TASK -
In the listing, change "Trace" to "Outline" throughout the stretch from the line containing "query (the noun phrase to segment): ceiling" through the line containing "186 17 L 202". Return only those lines, with everything else left unchanged.

Begin INFORMATION GIVEN

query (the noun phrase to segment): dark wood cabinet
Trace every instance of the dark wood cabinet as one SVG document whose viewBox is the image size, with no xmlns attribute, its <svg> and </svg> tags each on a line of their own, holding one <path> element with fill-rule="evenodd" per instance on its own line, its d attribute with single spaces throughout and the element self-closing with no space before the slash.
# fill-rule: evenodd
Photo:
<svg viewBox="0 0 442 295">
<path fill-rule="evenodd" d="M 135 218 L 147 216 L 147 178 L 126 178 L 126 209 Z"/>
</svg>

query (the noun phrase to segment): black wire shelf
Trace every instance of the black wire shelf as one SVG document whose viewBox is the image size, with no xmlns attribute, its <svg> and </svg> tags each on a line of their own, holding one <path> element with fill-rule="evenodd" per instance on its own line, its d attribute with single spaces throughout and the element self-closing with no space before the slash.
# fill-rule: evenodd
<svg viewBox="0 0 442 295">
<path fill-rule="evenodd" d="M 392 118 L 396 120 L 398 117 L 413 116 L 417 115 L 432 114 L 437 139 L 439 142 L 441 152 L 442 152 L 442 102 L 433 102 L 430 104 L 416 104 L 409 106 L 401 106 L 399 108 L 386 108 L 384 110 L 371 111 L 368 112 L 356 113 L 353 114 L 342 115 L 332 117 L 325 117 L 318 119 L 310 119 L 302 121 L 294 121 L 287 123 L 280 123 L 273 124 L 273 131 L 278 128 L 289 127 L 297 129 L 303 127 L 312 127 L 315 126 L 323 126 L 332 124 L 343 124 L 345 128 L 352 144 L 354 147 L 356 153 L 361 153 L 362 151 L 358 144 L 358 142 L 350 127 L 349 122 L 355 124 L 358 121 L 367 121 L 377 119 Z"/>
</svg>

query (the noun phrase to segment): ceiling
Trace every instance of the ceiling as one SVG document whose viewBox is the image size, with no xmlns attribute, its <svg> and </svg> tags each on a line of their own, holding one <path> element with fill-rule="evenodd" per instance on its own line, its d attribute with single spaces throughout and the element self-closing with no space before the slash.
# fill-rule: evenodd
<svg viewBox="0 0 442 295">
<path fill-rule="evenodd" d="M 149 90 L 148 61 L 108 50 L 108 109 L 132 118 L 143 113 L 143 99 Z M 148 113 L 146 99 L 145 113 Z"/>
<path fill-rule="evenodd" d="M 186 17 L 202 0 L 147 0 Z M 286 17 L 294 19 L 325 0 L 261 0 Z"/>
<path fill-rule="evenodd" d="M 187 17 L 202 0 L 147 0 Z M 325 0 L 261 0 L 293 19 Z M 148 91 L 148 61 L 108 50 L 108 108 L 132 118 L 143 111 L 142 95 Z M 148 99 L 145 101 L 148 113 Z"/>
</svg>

End INFORMATION GIVEN

TASK RESPONSE -
query (the noun phrase to segment): ceiling
Outline every instance of the ceiling as one SVG document whose viewBox is the image size, with no xmlns attribute, its <svg> and </svg> tags each on a line of their own, holding one <path> element with fill-rule="evenodd" per instance on its own line, its d attribute with single spaces throughout and the element self-closing with no space before the slash.
# fill-rule: evenodd
<svg viewBox="0 0 442 295">
<path fill-rule="evenodd" d="M 149 90 L 148 61 L 108 50 L 108 109 L 132 118 L 143 113 L 143 99 Z M 148 113 L 146 99 L 145 113 Z"/>
<path fill-rule="evenodd" d="M 186 17 L 202 0 L 147 0 Z M 286 17 L 294 19 L 325 0 L 261 0 Z"/>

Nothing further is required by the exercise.